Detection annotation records
** Start **
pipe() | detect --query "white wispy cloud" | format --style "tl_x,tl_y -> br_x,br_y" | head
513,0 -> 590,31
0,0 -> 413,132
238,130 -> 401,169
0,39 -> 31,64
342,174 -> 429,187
** End **
### Stated problem
Copy the material above line for line, without changing anything.

### Task answer
pipe() | detect --query "white wispy cloud" | format --style "tl_x,tl_y -> br_x,br_y" | head
513,0 -> 590,31
0,0 -> 413,132
238,130 -> 401,169
0,39 -> 31,64
342,174 -> 429,187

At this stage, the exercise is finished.